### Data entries
◆ ◆ ◆ ◆ ◆ ◆ ◆

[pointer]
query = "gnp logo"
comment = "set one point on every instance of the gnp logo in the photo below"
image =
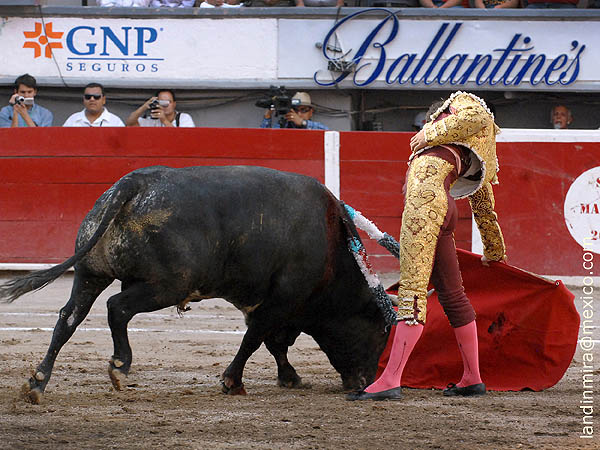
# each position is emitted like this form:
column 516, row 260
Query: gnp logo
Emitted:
column 42, row 40
column 97, row 49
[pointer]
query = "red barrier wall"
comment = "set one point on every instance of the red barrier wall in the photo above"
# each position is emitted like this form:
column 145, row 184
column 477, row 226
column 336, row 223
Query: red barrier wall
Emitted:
column 52, row 177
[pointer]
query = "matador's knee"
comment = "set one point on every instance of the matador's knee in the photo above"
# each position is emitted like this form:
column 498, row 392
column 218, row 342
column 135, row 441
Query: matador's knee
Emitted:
column 425, row 209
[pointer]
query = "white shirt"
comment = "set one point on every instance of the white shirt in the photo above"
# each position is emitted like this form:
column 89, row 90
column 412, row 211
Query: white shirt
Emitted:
column 185, row 121
column 106, row 119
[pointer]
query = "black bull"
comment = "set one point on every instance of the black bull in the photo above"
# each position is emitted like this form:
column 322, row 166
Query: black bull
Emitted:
column 273, row 244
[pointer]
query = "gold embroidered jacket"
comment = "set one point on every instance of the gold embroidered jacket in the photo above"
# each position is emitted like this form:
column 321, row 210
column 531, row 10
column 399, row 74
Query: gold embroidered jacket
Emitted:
column 472, row 126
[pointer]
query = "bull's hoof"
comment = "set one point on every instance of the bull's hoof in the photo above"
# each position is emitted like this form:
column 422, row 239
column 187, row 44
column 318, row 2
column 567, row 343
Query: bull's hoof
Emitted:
column 292, row 383
column 117, row 378
column 33, row 396
column 233, row 390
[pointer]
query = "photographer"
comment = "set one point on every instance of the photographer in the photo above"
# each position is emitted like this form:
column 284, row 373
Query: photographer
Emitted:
column 94, row 114
column 22, row 110
column 159, row 111
column 299, row 116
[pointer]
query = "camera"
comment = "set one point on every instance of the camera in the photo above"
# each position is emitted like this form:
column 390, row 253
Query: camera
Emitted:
column 20, row 100
column 157, row 103
column 280, row 101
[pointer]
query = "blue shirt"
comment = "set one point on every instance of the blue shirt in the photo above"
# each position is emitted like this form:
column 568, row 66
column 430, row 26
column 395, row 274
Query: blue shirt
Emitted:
column 40, row 116
column 310, row 125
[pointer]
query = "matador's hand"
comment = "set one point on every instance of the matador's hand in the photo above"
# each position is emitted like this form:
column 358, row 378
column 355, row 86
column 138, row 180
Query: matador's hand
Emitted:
column 486, row 262
column 418, row 141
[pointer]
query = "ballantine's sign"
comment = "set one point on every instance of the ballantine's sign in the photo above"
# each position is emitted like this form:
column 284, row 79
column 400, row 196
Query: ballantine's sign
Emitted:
column 515, row 63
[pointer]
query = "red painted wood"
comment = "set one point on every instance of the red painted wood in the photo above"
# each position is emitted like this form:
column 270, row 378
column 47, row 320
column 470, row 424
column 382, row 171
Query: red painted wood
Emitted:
column 52, row 177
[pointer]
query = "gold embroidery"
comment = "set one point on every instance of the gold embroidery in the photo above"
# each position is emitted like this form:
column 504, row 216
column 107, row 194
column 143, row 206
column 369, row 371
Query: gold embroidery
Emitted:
column 472, row 126
column 424, row 212
column 482, row 204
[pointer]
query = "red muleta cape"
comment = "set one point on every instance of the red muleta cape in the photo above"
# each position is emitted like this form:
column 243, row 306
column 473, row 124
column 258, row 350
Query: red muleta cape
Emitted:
column 527, row 328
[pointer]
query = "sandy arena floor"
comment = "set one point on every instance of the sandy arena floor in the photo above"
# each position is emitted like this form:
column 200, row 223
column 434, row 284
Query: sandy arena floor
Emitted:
column 173, row 398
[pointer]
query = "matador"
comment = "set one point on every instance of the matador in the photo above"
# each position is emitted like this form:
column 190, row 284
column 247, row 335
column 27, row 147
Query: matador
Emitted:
column 453, row 157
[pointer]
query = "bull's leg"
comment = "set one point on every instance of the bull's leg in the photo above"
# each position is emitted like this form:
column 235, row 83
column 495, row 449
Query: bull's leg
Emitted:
column 83, row 294
column 278, row 344
column 135, row 298
column 232, row 377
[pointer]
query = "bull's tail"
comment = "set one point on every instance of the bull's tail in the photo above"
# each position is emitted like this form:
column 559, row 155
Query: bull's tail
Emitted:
column 122, row 191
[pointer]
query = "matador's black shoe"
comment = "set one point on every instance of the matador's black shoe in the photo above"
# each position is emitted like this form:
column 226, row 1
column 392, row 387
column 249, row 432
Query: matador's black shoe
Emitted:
column 390, row 394
column 472, row 390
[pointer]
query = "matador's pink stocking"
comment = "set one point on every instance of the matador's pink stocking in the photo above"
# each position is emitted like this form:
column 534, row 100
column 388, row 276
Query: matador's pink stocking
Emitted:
column 404, row 342
column 466, row 336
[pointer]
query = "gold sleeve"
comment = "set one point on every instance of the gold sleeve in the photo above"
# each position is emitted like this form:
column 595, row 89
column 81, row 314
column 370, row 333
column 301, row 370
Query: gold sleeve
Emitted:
column 425, row 208
column 482, row 204
column 468, row 118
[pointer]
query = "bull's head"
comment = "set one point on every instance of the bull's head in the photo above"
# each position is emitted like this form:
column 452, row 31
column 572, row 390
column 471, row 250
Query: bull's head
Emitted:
column 353, row 339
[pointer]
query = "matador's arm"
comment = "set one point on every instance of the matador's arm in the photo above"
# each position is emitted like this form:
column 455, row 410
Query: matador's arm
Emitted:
column 468, row 117
column 482, row 204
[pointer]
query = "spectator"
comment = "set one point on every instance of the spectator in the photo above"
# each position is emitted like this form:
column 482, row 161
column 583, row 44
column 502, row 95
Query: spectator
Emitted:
column 496, row 4
column 441, row 3
column 300, row 116
column 551, row 4
column 124, row 3
column 94, row 113
column 160, row 115
column 172, row 3
column 331, row 3
column 420, row 120
column 27, row 115
column 561, row 117
column 220, row 4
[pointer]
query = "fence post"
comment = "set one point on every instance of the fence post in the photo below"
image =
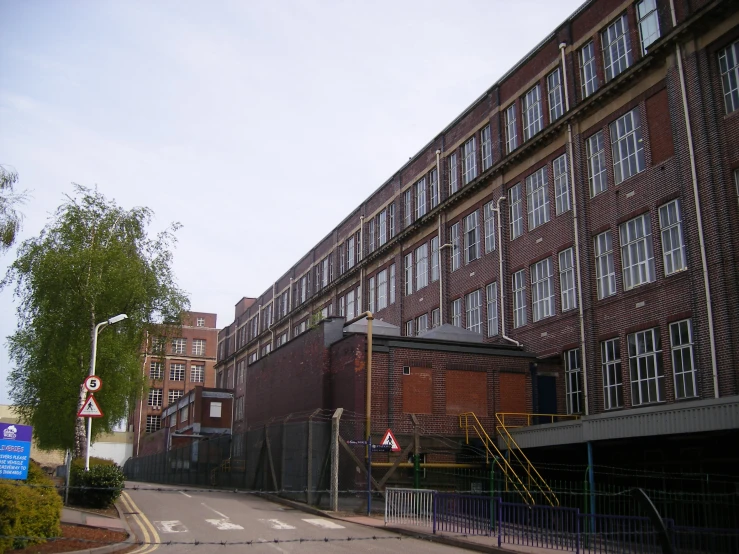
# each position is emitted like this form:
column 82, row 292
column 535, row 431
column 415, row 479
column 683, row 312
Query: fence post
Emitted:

◆ ◆ ◆ ◆ ◆ ◆ ◆

### Instructions for the task
Compute the number of lines in the records that contain the string "floor", and return that number alone.

### Answer for the task
3